— Problem description —
Find each line in the records below that contains the word "outline", and copy those lines out.

— Dataset excerpts —
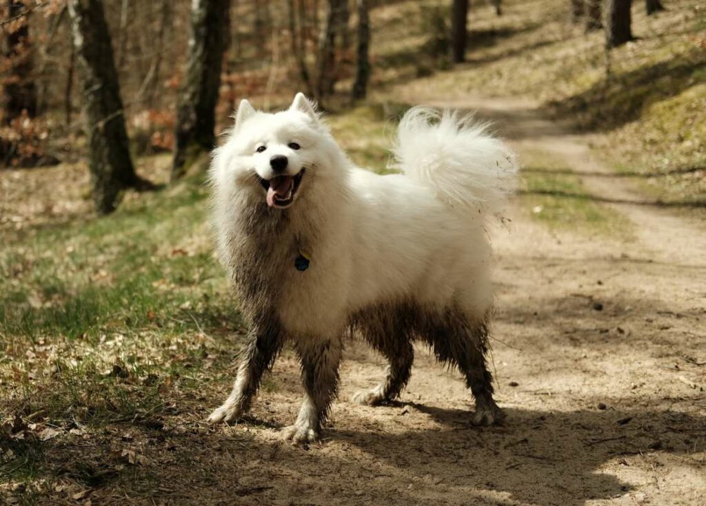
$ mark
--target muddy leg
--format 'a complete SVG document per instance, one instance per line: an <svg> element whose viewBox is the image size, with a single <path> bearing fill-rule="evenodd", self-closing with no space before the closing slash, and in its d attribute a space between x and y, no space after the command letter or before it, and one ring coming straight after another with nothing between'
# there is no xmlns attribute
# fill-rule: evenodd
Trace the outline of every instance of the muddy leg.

...

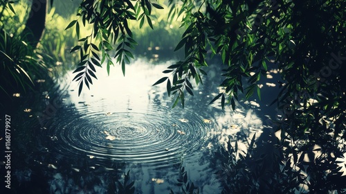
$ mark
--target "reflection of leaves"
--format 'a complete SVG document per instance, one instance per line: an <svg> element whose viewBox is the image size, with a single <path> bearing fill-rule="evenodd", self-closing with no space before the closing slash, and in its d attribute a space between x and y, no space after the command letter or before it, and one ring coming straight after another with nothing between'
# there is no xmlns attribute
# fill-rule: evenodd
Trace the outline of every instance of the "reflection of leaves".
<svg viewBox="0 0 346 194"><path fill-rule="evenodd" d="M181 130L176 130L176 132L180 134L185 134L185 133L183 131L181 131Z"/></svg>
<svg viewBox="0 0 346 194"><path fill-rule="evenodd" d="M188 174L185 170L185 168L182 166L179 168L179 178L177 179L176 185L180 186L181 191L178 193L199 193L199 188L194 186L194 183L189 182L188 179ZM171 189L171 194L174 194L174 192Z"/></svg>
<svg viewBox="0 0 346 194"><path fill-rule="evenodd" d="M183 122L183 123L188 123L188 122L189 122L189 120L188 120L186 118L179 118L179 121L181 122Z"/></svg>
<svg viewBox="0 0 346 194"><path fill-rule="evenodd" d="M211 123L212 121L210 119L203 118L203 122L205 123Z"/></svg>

— Completed exercise —
Trace the outline of every instance of the muddy leg.
Trace the outline of every instance of the "reflection of leaves".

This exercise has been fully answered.